Set task: Copy the records below word for word, beginning at the line that contains "tiled roof slope?" and stopping after the line that contains "top-left (73, 66), bottom-right (119, 77)".

○ ○ ○ ○ ○

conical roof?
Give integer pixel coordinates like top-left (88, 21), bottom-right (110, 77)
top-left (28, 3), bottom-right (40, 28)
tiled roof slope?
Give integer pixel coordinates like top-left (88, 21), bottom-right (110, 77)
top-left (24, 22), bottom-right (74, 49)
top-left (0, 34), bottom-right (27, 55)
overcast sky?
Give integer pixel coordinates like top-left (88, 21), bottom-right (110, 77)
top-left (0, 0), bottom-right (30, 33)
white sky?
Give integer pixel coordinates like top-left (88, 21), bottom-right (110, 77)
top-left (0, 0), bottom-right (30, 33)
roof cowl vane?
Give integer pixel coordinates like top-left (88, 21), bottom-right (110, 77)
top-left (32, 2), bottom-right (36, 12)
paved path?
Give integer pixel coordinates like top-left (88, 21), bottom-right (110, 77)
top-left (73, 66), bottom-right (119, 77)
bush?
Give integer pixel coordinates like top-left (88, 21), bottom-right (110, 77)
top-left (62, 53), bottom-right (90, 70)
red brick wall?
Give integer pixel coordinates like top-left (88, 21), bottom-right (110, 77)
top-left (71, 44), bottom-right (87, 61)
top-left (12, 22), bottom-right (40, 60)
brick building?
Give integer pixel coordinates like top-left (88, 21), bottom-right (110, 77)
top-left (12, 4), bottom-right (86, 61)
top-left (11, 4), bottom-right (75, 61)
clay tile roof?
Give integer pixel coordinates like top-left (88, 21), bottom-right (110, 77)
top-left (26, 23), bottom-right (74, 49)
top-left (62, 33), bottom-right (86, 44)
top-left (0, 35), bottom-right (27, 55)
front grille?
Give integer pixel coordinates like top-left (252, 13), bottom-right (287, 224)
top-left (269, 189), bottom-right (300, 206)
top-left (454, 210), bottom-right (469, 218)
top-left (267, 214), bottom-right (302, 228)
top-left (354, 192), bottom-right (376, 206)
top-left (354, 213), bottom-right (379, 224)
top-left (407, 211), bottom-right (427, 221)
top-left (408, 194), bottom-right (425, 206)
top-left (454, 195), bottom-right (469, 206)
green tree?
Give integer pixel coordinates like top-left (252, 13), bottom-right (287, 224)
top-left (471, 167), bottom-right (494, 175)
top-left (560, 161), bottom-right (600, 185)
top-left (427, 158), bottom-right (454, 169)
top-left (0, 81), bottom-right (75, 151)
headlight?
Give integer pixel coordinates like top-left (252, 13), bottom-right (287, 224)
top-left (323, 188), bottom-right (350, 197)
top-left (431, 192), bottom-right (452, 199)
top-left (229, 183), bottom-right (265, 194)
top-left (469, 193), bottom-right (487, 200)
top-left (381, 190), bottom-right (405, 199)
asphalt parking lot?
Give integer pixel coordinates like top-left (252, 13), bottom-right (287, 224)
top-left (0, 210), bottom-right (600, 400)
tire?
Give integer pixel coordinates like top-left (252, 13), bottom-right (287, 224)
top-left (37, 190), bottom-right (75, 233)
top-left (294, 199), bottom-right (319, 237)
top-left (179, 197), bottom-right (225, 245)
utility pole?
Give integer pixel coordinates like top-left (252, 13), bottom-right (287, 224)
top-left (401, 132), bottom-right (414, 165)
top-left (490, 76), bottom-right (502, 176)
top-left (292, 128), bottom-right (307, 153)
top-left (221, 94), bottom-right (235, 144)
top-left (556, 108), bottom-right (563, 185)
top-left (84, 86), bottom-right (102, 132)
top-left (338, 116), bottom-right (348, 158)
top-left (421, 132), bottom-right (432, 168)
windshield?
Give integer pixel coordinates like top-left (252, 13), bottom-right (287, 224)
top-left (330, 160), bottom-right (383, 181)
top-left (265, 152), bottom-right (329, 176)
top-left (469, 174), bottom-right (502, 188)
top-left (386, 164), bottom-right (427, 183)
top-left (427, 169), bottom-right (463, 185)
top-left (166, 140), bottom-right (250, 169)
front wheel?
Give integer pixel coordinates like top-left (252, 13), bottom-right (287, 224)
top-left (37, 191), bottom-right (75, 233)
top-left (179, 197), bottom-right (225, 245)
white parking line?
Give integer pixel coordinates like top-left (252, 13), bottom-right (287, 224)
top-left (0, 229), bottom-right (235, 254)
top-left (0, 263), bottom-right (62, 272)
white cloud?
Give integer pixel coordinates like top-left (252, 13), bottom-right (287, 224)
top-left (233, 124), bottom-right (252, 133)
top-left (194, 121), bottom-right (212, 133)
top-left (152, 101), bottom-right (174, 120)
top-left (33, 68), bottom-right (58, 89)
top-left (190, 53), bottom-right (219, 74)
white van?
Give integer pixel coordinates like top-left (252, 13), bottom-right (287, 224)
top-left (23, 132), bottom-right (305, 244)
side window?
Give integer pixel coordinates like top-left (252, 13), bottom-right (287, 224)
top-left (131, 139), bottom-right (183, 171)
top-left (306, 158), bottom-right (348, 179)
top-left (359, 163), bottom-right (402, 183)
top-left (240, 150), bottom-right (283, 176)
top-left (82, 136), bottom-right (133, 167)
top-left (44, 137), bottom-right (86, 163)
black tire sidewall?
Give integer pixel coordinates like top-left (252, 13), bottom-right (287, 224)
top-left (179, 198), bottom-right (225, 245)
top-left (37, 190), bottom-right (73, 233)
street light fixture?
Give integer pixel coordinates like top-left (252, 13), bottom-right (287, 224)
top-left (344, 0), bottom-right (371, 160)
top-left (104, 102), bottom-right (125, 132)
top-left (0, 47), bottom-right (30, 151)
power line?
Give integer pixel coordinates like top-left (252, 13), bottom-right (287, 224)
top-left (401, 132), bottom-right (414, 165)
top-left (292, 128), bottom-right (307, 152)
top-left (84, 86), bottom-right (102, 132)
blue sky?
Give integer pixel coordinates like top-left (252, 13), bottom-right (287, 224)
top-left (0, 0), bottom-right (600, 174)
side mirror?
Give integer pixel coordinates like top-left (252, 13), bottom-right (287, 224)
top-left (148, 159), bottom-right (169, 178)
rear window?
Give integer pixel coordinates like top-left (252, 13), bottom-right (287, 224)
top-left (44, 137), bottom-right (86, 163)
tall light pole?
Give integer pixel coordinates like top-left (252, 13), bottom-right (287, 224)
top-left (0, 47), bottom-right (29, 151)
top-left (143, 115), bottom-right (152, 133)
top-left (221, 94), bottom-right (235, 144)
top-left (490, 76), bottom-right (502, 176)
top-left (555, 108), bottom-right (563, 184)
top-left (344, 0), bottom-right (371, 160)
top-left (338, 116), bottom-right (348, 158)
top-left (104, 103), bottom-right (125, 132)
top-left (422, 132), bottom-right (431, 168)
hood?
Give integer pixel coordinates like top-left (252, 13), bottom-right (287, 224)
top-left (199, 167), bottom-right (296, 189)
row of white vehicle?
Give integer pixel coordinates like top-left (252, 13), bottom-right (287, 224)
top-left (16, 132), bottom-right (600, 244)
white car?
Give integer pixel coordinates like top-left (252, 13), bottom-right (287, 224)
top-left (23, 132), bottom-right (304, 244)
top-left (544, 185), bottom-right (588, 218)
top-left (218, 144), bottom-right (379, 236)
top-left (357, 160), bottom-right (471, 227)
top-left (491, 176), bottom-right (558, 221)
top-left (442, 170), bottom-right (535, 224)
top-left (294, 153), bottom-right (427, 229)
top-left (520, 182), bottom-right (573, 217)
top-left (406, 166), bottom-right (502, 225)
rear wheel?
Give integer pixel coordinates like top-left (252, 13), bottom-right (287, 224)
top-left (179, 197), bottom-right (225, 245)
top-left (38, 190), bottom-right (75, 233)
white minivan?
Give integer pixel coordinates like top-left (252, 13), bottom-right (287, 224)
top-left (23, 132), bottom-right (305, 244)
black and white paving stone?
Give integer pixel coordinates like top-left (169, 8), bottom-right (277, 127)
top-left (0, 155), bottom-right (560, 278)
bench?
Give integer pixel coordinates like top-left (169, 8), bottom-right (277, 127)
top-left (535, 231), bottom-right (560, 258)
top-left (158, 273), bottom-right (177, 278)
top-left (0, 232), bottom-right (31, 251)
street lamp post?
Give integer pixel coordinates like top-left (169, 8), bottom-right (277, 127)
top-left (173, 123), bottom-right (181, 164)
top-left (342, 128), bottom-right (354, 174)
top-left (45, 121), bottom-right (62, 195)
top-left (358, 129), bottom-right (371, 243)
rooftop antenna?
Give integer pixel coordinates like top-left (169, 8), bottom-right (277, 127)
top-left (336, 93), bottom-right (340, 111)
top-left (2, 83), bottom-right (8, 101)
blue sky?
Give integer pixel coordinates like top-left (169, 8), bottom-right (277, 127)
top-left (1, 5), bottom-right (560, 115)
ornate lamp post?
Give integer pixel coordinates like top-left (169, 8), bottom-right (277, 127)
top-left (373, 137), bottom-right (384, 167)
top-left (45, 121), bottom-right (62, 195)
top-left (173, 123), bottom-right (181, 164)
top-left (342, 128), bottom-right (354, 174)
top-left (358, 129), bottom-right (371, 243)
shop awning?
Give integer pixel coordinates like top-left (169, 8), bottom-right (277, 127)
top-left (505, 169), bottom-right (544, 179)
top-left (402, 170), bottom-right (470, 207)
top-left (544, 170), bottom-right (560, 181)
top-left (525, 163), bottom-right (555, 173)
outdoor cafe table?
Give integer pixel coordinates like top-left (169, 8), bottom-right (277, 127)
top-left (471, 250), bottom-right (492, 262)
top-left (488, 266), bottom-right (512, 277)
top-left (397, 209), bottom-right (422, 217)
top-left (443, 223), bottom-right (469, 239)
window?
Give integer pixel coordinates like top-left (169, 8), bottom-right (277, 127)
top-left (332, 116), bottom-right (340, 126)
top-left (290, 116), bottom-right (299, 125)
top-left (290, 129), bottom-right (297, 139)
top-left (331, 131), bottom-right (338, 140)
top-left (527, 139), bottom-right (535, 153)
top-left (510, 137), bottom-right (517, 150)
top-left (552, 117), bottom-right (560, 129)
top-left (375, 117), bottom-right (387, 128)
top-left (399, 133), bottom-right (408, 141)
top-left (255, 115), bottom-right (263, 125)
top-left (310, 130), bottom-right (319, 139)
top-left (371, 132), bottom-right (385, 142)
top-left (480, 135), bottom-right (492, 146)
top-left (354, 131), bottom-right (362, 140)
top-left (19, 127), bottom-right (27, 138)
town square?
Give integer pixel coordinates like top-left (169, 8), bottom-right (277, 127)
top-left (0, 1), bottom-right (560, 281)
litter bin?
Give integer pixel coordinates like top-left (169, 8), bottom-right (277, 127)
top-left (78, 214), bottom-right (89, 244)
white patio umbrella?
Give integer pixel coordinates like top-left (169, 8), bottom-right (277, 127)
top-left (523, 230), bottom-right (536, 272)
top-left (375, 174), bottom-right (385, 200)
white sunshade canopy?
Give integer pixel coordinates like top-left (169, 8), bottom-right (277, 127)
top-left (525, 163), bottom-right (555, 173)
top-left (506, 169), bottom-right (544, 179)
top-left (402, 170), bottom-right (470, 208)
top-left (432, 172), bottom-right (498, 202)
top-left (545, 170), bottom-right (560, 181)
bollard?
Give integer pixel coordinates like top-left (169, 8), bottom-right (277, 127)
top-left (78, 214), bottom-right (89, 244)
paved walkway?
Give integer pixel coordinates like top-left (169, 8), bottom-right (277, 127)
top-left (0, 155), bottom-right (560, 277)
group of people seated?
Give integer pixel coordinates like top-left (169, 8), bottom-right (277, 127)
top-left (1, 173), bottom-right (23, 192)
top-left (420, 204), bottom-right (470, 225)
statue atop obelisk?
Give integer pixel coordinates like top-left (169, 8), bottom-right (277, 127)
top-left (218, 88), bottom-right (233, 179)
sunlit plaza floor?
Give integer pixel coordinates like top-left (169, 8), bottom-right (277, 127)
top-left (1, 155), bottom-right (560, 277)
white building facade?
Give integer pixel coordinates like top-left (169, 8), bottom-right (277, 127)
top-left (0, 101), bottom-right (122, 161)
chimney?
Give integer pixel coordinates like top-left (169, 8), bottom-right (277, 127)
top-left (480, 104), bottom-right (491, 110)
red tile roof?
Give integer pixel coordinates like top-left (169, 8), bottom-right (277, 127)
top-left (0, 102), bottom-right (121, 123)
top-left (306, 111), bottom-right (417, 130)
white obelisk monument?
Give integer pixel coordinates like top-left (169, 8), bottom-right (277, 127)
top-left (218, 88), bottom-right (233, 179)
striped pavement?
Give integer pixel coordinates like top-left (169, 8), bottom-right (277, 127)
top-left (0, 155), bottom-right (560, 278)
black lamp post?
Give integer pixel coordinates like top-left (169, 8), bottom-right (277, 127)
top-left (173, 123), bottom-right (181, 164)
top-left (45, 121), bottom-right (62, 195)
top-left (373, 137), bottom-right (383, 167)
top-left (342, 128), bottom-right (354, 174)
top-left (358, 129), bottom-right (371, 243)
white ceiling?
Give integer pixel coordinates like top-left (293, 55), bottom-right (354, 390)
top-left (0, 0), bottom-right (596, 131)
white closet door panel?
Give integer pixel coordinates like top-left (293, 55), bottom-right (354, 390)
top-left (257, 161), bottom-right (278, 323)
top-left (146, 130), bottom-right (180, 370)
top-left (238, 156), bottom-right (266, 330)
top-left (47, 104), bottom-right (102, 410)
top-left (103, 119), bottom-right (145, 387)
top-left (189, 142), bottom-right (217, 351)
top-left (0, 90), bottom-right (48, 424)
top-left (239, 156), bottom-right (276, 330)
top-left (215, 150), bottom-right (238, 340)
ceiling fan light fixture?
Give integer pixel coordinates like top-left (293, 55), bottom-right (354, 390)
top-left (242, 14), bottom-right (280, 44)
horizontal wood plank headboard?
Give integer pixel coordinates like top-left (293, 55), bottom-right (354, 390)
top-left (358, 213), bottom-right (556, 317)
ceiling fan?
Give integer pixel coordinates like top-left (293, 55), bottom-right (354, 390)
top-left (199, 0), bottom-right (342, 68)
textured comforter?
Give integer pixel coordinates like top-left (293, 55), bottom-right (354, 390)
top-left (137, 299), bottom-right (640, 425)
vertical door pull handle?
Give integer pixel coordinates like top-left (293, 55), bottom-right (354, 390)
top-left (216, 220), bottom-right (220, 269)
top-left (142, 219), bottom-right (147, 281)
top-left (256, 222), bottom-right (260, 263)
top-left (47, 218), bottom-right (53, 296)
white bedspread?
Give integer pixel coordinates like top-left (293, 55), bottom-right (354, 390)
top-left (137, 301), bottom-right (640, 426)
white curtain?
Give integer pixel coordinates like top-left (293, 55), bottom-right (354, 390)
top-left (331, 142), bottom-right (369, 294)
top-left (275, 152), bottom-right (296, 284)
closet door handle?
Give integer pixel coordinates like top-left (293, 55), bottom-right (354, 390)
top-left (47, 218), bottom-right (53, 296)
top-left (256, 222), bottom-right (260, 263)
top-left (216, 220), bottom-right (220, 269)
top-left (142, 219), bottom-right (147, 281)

○ ○ ○ ○ ○

Expected answer:
tiled roof slope?
Give integer pixel coordinates like top-left (88, 21), bottom-right (110, 77)
top-left (24, 22), bottom-right (74, 49)
top-left (0, 34), bottom-right (27, 55)
overcast sky?
Give integer pixel coordinates like top-left (88, 21), bottom-right (110, 77)
top-left (0, 0), bottom-right (30, 33)
white sky?
Give integer pixel coordinates like top-left (88, 21), bottom-right (110, 77)
top-left (0, 0), bottom-right (30, 33)
roof cowl vane?
Give integer pixel coordinates like top-left (88, 21), bottom-right (110, 77)
top-left (32, 2), bottom-right (36, 12)
paved path?
Give integer pixel coordinates like top-left (88, 21), bottom-right (110, 77)
top-left (73, 66), bottom-right (119, 77)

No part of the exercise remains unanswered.